— DATA TO PROCESS —
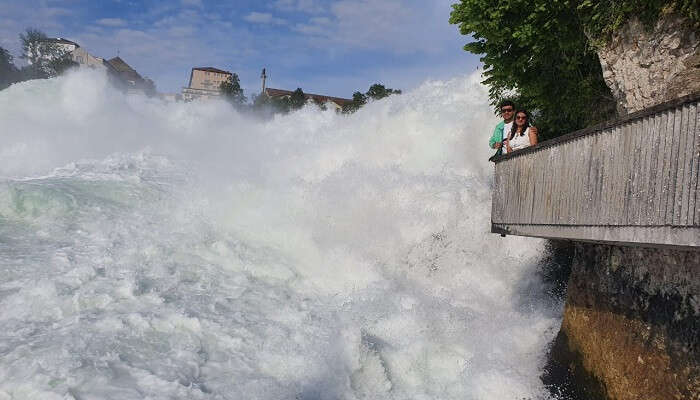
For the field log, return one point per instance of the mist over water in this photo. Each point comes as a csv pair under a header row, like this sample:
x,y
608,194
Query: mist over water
x,y
167,250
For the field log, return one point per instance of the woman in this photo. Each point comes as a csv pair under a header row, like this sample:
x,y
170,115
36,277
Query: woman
x,y
522,135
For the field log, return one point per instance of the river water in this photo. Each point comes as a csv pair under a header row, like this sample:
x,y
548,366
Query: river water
x,y
153,250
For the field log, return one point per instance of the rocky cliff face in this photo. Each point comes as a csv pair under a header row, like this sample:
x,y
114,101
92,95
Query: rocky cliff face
x,y
632,322
645,67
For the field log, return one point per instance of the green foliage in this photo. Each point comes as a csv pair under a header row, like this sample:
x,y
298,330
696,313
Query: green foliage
x,y
232,91
375,92
601,18
268,106
297,100
46,59
33,46
537,52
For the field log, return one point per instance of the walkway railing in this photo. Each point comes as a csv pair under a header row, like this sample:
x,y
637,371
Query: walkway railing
x,y
633,180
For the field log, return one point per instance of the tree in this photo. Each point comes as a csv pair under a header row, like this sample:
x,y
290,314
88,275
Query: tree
x,y
33,45
297,99
8,71
46,59
537,50
232,91
375,92
378,91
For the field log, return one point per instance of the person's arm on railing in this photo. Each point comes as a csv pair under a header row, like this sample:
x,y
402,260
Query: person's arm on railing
x,y
497,137
508,148
533,135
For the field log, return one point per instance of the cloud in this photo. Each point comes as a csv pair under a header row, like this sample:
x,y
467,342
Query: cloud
x,y
114,22
393,26
263,18
192,3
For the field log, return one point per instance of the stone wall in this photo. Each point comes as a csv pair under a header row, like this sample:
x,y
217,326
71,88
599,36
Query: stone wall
x,y
632,321
645,67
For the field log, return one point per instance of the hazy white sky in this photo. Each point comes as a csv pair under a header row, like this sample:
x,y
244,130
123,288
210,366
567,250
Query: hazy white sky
x,y
330,47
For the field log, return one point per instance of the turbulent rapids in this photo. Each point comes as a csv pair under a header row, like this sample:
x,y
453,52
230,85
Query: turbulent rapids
x,y
159,250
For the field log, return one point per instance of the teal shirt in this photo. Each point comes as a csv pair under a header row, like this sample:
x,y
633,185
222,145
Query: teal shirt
x,y
497,135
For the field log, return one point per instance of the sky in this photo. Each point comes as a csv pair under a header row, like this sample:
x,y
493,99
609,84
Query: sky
x,y
331,47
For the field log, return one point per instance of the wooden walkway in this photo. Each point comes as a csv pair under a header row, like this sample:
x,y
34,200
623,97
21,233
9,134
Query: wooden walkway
x,y
629,181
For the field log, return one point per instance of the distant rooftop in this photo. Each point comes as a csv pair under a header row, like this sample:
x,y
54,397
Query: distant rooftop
x,y
61,41
124,69
211,69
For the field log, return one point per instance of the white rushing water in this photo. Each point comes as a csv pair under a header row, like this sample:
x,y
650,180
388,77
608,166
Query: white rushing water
x,y
153,250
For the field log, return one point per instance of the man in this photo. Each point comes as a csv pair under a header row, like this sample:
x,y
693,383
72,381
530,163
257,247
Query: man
x,y
503,128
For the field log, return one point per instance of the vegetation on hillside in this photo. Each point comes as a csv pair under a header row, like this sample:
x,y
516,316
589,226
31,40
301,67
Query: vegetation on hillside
x,y
541,53
232,91
46,59
375,92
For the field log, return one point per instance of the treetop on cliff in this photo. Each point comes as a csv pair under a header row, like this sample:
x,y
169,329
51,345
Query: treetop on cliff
x,y
537,52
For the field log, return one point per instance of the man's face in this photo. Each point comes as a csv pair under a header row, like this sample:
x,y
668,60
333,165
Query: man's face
x,y
507,113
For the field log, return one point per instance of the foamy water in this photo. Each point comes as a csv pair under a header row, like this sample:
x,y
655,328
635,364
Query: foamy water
x,y
155,250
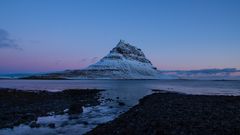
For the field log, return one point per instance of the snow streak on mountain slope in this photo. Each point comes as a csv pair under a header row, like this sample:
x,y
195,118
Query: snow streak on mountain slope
x,y
123,62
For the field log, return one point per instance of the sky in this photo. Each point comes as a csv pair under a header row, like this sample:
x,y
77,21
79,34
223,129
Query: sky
x,y
54,35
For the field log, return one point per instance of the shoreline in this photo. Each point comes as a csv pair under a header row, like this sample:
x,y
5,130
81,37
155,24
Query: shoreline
x,y
170,113
25,106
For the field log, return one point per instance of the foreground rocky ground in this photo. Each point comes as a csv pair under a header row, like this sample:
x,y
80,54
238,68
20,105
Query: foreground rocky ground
x,y
23,107
165,113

— TASK GOAL —
Write out the material above again, word for word, minus its pictures.

— THE SOLUTION —
For the field log, return one point per instance of the mist over water in this photo. Each point comes as a csv pair under a header row, like this sample:
x,y
608,194
Query: mist over water
x,y
167,250
For the field log, return one point per instance of the woman in this photo. Each point comes as a csv pair under a header row, like this sample:
x,y
170,115
36,277
Query: woman
x,y
522,135
For the field log, return one point per instance of the river water in this photo. Each point comes as a csv pair under a header row, like this sample:
x,y
548,366
Query: river water
x,y
153,250
For the field log, return one point per instance of the rocky cliff face in this photo. Each point comes as a csv pair under a header row, like this sample:
x,y
114,101
92,95
Query: rocky cliff face
x,y
632,322
645,67
For the field log, return one point per instance of the green foliage in this photo. Each point comes as a csv pair under a header row, like this sample:
x,y
298,330
696,313
Query: green foliage
x,y
232,91
375,92
601,18
268,106
297,100
46,59
33,46
537,52
For the field log, return one point per instance of the walkway railing in this photo. Each point comes as a csv pair under a header row, like this sample:
x,y
637,371
Query: walkway railing
x,y
633,180
For the field log, return one point per instance of the tree in this photo. Each point comes as a csv pair under a header row, like this sample:
x,y
290,314
88,275
Query: tree
x,y
33,45
297,99
8,71
46,59
537,50
232,91
375,92
378,91
For the field log, return one point per instance of the person's arm on railing in this photo. Each point comes as a csv pair under a header row, like this sample:
x,y
402,260
Query: person's arm on railing
x,y
497,137
508,148
533,135
For the field log, return one point per instance of the cloud in this photo. Each point comes as a csv pair under a header row, like this sample:
x,y
467,342
Query: cloud
x,y
114,22
393,26
263,18
192,3
For the field log, return one point per instance of the stone wall in this photo. Each point comes as a csv pair under a header row, like this sample:
x,y
217,326
71,88
599,36
Query: stone wall
x,y
632,321
645,67
For the field log, return one point per instance of the hazy white sky in this photo. Each point comes as a csv pair under a header row, like this sample:
x,y
244,130
123,288
210,366
567,250
Query: hazy white sky
x,y
330,47
For the field log, return one point per instance of the turbulent rapids in this photo. Each point comes as a csv pair under a header row, like this sample:
x,y
453,52
230,85
Query: turbulent rapids
x,y
159,250
For the field log, return one point per instance of the teal shirt in this photo. Each point comes as a csv pair under a header row, like this sample:
x,y
633,185
222,145
Query: teal shirt
x,y
497,135
For the field log, return one point per instance of the sky in this photo. Each point comes as a csv pair under a header row, like this sample:
x,y
493,99
609,84
Query: sky
x,y
331,47
For the field log, return one point per instance of the wooden walkway in this photo. Each point comes as a csv pair under a header row, like this sample:
x,y
34,200
623,97
21,233
9,134
Query: wooden walkway
x,y
629,181
For the field log, return one point per instance of the distant rooftop in this photo. Each point comes as a csv pair under a header row, like this sample:
x,y
54,397
Query: distant rooftop
x,y
61,41
124,69
211,69
For the field log, return one point per instance of the white rushing water in this photo. Each point comes as a csv pair under a header row, like this sample:
x,y
650,180
388,77
608,166
Query: white rushing water
x,y
153,250
For the field log, return one point per instance of the man in this photo. Each point comes as a csv pair under a header row, like this sample:
x,y
693,383
72,381
530,163
257,247
Query: man
x,y
503,128
For the field log, return one point per instance of the vegetation on hillside in this photo. Each point comes as a csv pair under a header row, like this sample:
x,y
516,316
589,226
31,40
301,67
Query: vegetation on hillside
x,y
541,53
232,91
46,59
375,92
For the field log, return one point per instance of the treetop on cliff in this photo. Each point comes as a csv pair under a header row, like this sample:
x,y
169,329
51,345
Query: treetop on cliff
x,y
537,52
For the field log, return one point per instance of the man's face in this photo. Each point comes as a csv pair under a header row, like this sample:
x,y
668,60
333,165
Query: man's face
x,y
507,113
For the field log, return one point per instance of the foamy water in this photo. Each point comes as a csv pair under a header row, like this sample:
x,y
655,328
635,364
Query: foamy water
x,y
155,250
For the field log, return one point per instance of the snow streak on mountain slope in this photo. Each point comes as a csv pair under a header row, like this sample:
x,y
195,118
Query: snow streak on mountain slope
x,y
123,62
For the field log, return one point per instance of the sky in this photo. Each point comes as a csv pair under a header row, like this sample:
x,y
77,21
79,34
223,129
Query: sky
x,y
54,35
For the field log, return one point per instance of the shoreline in this photo. Each point comes as a csv pair under a header row, like this sample:
x,y
5,130
81,37
155,24
Query: shoreline
x,y
170,113
25,106
For the field log, return one point per instance of the foreground rocky ground in this photo. Each point comes as a csv pair under a header row, like this sample:
x,y
80,54
238,68
20,105
Query: foreground rocky ground
x,y
23,107
165,113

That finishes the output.